T he economist Bryan Caplan was sure the artificial intelligence baked into ChatGPT wasn’t as smart as it was cracked up to be. The question: could the AI ace his undergraduate class’s 2022 midterm exam?
Caplan, of George Mason University in Virginia, seemed in a good position to judge. He has made a name for himself by placing bets on a range of newsworthy topics, from Donald Trump’s electoral chances in 2016 to future US college attendance rates. And he nearly always wins, often by betting against predictions he views as hyperbolic.
That was the case with wild claims about ChatGPT, the AI chatbot that’s become a worldwide phenomenon. But in this case, it’s looking like Caplan – a libertarian professor whose arguments range from calls for open borders to criticism of feminist thinking – will lose his bet.
After the original ChatGPT got a D on his test, he wagered that “no AI would be able to get A’s on 5 out of 6 of my exams by January of 2029”. But, “to my surprise and no small dismay”, he wrote on his blog, the new version of the system, GPT-4, got an A just a few months later, scoring 73/100, which, had it been a student, would have been the fourth-highest score in the class. Given the stunning speed of improvement, Caplan says his odds of winning are looking slim.
So is the hype justified this time? The Guardian spoke to Caplan about what the future of AI might look like and how he became an avid bettor.
The conversation has been edited and condensed for clarity.
You bet that no AI could get A’s on five out of six of your exams by January 2029 – and now one has. How much did you bet?
I tried for 500 bucks. I think it’s a reasonable forecast that I will lose the bet at this point. I’m just hoping to get lucky.

(Goal of the exercise) Translate this sentence from the ChatGPT exam article into Spanish: "Caplan, of George Mason University in Virginia, seemed in a good position to judge." The rows that come next are unrelated to the ChatGPT exam article.

(Records provided)
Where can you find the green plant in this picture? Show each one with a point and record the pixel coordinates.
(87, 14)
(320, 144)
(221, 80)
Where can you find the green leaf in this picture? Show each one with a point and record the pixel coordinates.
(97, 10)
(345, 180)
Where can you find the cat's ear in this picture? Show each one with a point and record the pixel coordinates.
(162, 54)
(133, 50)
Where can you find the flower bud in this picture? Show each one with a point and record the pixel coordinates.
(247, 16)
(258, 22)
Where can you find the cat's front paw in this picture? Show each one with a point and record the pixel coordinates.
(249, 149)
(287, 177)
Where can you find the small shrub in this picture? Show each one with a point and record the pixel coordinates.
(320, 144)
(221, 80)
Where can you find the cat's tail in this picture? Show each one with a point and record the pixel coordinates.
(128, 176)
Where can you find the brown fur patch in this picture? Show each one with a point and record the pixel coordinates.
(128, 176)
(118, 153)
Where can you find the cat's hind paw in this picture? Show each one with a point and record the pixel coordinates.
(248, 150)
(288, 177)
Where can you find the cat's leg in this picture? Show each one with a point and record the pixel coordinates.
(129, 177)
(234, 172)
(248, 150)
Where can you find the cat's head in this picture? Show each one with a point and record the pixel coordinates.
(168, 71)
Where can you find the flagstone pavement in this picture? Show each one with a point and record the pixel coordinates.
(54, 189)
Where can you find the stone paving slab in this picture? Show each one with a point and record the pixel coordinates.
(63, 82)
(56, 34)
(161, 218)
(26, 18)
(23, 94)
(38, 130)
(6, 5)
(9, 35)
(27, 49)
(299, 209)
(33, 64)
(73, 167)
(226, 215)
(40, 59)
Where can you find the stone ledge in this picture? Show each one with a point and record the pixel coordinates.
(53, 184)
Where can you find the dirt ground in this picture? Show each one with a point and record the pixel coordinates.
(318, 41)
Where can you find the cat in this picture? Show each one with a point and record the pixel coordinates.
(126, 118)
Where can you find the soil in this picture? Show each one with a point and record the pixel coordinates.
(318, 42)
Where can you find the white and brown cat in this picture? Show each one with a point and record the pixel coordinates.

(Answer section) Caplan, de la Universidad George Mason en Virginia, parecía estar en una buena posición para juzgar.